◆ **PETUNJUK LATIHAN**
1. Kembalikan tanpa perubahan bagian teks tentang LGBT mulai dari "HAM & Pandangan" sampai dengan "atas nama HAM.".
2. Cari setiap baris catatan yang memuat kata "post", lalu salin baris-baris itu. Huruf besar dan kecil dibedakan.

◆ **TEKS YANG DITAMPILKAN**
···

Dalam percaturan global saat ini, dunia sedang dilanda krisis humanisme hingga level terendah. Tercatat, sudah ada sekitar 23 Negara melegalkan pernikahan sejenis yang kemudian memunculkan benih-benih LGBT (Lesbian, Gay, Biseksual, dan Transgender) dan efeknya langsung menjalar ke Indonesia. Pertanyaan yang menyeruak : Apakah Indonesia juga akan melegalkan pernikahan sesama jenis? Ditolerirkah LGBT itu?
Beberapa hari yang lalu, Majelis Ulama Indonesia (MUI) bersama para pemuka agama memberikan pernyataan sikap tentang maraknya propaganda dan upaya legalitas LGBT. Mereka menyatakan bahwa LGBT bertentangan dengan ajaran agama, Pancasila, UUD 1945, dan UU Perkawinan, serta berdampak negatif terhadap tatanan sosial. Ditambahkan, bahwa para pelaku LGBT pantas dilindungi dari kekerasan dan disembuhkan/direhabilitasi.
Jika dicermati, bahwa sikap MUI dan pemuka agama yang menentang propaganda dan upaya legalitas LGBT itu merupakan sikap yang sudah sesuai dan pas dengan kondisi kehidupan berbangsa dan bernegara kita. Di satu sisi, Pelaku LGBT ditempatkan sebagai warganegara seperti kita semua yang juga memiliki hak untuk dilindungi dari ancaman, kekerasan, penindasan, dan sejenisnya, namun disisi lain, negara juga harus melindungi warganya yang bukan pelaku LGBT dari keresahan maraknya propaganda LGBT yang dapat menggerus dan merusak nilai-nilai luhur, budaya, dan pandangan hidup bangsa.
Terlepas dari hal di atas, faktanya sampai hari ini, memang belum ada aturan yang secara tegas melarang propaganda LGBT. Hal inilah yang kemudian memicu pro-kontra kehadiran aktivitas LGBT di media online, media massa, hingga media sosial. Eskalasi propaganda dan upaya melegalkan LGBT yang dilakukan oleh aktivis LGBT itu sampai saat ini mengalir deras. Bagi saya, sehebat apapun eskalasi itu, walaupun belum ada aturan yang secara tegas melarang propaganda LGBT, bukan berarti propaganda LBGT mendapatkan tempat untuk bersinggah. Mengapa? Karena bangsa kita memiliki nilai luhur, budaya, dan pandangan hidup bangsa yang berbeda dari negara-negara lainnya khususnya negara yang melegalkan LGBT.
HAM & Pandangan Hidup Bangsa
Para aktivis LGBT dalam berpropaganda selalu membawa isu Hak Asasi Manusia (HAM). Inilah yang dijadikan “jurus pamungkas” untuk mendesak negara agar mengakui eksistensi LGBT. Dalilnya jelas, bahwa mereka ingin diakui, diterima, dan dihormati sebagai komunitas yang bebas sesuka hatinya. Sementara nilai luhur, budaya, dan pandangan hidup bangsa dipinggirkan atas nama HAM.

···

◆ **CATATAN TUGAS**
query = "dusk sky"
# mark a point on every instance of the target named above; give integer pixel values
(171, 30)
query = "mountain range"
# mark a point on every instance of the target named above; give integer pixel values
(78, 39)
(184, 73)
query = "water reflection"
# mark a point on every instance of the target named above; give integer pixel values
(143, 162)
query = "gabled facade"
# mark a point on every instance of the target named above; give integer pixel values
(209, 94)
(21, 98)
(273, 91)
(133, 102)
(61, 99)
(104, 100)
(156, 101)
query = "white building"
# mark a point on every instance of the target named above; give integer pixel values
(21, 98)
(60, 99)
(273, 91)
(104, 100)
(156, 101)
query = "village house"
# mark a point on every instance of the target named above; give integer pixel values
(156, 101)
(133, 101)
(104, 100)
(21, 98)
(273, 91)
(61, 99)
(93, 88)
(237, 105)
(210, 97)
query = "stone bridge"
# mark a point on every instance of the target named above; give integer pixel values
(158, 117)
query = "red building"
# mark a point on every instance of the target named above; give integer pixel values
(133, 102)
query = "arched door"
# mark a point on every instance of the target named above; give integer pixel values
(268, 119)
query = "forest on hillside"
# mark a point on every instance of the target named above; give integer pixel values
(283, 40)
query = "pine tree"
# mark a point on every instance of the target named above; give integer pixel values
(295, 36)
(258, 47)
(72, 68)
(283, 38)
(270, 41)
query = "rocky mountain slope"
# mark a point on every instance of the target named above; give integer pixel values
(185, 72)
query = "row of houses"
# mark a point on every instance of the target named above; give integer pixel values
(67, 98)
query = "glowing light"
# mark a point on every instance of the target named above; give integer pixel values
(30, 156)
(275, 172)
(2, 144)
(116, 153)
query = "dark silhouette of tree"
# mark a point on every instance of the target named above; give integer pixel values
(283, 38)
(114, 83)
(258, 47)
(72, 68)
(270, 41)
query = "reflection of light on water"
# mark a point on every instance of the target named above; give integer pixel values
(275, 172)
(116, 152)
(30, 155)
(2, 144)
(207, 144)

···

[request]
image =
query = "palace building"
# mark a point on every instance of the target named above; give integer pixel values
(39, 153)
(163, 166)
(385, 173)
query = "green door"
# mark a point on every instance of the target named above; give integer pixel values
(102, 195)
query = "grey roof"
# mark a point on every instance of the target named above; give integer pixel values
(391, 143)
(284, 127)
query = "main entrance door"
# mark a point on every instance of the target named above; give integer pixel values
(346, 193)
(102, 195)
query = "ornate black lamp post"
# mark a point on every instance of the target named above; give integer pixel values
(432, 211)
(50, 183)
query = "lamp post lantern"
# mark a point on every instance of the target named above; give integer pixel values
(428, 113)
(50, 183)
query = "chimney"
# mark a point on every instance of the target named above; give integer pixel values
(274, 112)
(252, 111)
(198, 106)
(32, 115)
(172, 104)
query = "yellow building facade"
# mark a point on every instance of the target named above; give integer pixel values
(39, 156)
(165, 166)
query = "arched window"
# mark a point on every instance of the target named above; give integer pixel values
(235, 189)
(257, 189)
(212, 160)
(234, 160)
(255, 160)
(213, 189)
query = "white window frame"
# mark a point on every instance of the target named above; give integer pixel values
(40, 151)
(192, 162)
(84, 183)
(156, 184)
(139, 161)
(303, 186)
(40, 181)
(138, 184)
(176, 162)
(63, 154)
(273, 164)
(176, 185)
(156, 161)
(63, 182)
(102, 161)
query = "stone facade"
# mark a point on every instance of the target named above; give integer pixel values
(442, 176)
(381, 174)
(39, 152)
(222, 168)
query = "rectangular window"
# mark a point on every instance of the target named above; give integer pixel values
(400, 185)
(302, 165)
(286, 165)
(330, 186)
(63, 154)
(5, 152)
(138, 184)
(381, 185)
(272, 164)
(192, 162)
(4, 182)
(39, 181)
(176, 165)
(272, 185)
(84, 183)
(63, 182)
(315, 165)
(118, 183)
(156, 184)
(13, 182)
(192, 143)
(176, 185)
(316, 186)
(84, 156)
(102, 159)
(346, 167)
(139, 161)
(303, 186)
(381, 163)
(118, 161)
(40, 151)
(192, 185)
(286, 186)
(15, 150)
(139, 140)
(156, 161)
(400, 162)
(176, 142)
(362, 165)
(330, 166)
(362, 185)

···

◆ **JAWABAN TUGAS**
1.
HAM & Pandangan Hidup Bangsa
Para aktivis LGBT dalam berpropaganda selalu membawa isu Hak Asasi Manusia (HAM). Inilah yang dijadikan “jurus pamungkas” untuk mendesak negara agar mengakui eksistensi LGBT. Dalilnya jelas, bahwa mereka ingin diakui, diterima, dan dihormati sebagai komunitas yang bebas sesuka hatinya. Sementara nilai luhur, budaya, dan pandangan hidup bangsa dipinggirkan atas nama HAM.

2.
query = "ornate black lamp post"
query = "lamp post lantern"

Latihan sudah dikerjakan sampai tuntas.